WORK TO COMPLETE: Give the entries back exactly, dropping each image.
=== DATA SHOWN ===
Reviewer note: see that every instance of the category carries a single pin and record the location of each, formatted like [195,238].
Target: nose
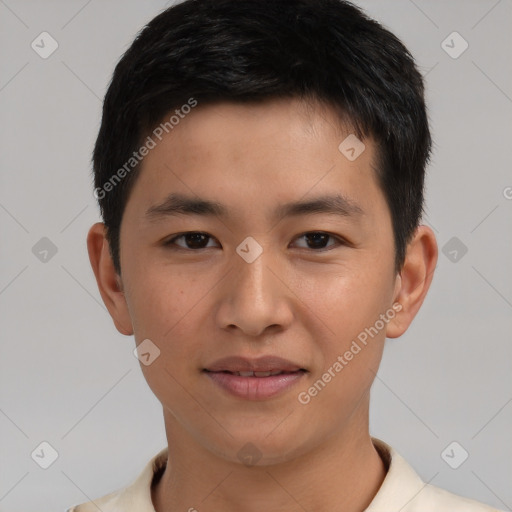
[254,299]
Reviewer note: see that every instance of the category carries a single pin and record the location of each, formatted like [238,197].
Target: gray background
[67,377]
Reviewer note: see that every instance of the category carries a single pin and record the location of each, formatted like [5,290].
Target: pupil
[317,237]
[194,240]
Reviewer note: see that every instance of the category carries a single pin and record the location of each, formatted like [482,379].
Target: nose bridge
[254,298]
[254,279]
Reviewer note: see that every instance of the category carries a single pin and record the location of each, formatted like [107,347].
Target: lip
[253,387]
[260,364]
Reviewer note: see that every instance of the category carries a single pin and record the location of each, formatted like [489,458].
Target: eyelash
[171,243]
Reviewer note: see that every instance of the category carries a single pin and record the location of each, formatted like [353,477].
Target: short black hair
[208,51]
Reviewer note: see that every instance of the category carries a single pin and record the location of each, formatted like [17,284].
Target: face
[252,276]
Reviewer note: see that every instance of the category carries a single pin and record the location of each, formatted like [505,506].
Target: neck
[343,473]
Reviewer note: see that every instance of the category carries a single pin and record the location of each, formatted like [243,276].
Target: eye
[319,239]
[193,240]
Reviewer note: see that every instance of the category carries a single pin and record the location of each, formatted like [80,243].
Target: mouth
[256,379]
[269,373]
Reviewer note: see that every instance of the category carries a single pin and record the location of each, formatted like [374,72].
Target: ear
[414,280]
[108,280]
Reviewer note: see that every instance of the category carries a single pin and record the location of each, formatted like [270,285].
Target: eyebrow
[177,204]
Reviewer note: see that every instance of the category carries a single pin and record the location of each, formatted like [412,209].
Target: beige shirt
[401,491]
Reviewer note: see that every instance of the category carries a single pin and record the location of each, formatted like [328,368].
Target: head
[294,131]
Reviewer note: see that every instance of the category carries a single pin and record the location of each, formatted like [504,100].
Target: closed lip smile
[254,379]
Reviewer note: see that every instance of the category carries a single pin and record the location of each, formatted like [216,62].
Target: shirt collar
[401,484]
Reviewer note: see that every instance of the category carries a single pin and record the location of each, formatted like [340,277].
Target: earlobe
[414,279]
[109,282]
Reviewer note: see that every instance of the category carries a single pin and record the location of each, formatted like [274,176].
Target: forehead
[255,155]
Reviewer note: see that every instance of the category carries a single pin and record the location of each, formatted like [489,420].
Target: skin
[306,303]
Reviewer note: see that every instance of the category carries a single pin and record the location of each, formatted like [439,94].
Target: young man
===
EXPECTED OUTPUT:
Reviewer note: see that every instance of the category carries a single pin and record the location of each, formatted like [195,238].
Target: nose
[254,299]
Reviewer note: see that every instance of the category carries a single pin and record the location of each, formatted like [238,197].
Target: gray background
[67,377]
Reviewer note: see that every instance of the category carries a single pin and record the location of each, formatted like [5,290].
Target: pupil
[317,237]
[194,240]
Reviewer note: see that every instance of the category carries a single pin and record the location of each, formatted like [482,379].
Target: nose bridge
[254,298]
[254,279]
Reviewer note: see that every instance of the category carries a single pin and record the location of each, formatted like [107,347].
Target: lip
[253,387]
[260,364]
Reviewer note: see that every instance of the category carries a single pin and record the location of each, formatted like [489,458].
Target: eyelash
[171,243]
Reviewer note: see that every instance of the category carries a single pin and record the location of each, formatted like [353,477].
Target: short black hair
[208,51]
Reviewer note: see that every instance of the category carries a single pin and record the location of each, formatted like [17,284].
Target: face
[252,276]
Reviewer note: see that every instance of the category carries a single pin and record the location of each, formatted like [505,506].
Target: neck
[343,473]
Reviewer note: see that every instance of the category carries a single pin and record the location of each, formatted like [243,276].
Target: eye
[319,239]
[193,240]
Reviewer note: see that every instance of the category carries a single pin and record the location of each, formatted like [80,243].
Target: mouth
[256,379]
[269,373]
Reviewer note: see that every instance of the category carries a single pin and record the location of each, formatted like [374,72].
Target: ear
[414,280]
[108,280]
Reviewer note: see that every instance of the category carries a single pin and record the location of each, formatted like [270,285].
Target: eyebrow
[177,204]
Reviewer note: see that every instance of the category carries a single pin and record the location of each, formatted like [412,209].
Target: beige shirt
[401,491]
Reviewer note: see that every instance of the category carries a single pin and record the location of each, formatted like [328,368].
Target: head
[294,131]
Reviewer note: see that every instance of the category carries a single pin and record the location of each, formatted like [504,100].
Target: closed lip smile
[254,379]
Reviewer note: see that every instance of the category carries a single pin and record the location of each, formatted like [216,62].
Target: shirt collar
[401,484]
Reviewer note: see that every instance of the category carries a single pin and record the location of each, formatted like [340,277].
Target: earlobe
[414,279]
[109,282]
Reviewer note: see that every instance of the category carries a single pin and record the location of each, formatted like [274,176].
Target: forehead
[255,155]
Reviewer note: see that every instance of the category carries a single pin and record the location of each, formatted like [489,420].
Target: skin
[306,303]
Reviewer note: see that every instance of the category carries a single pin and record the location of each, formatted like [439,94].
Target: young man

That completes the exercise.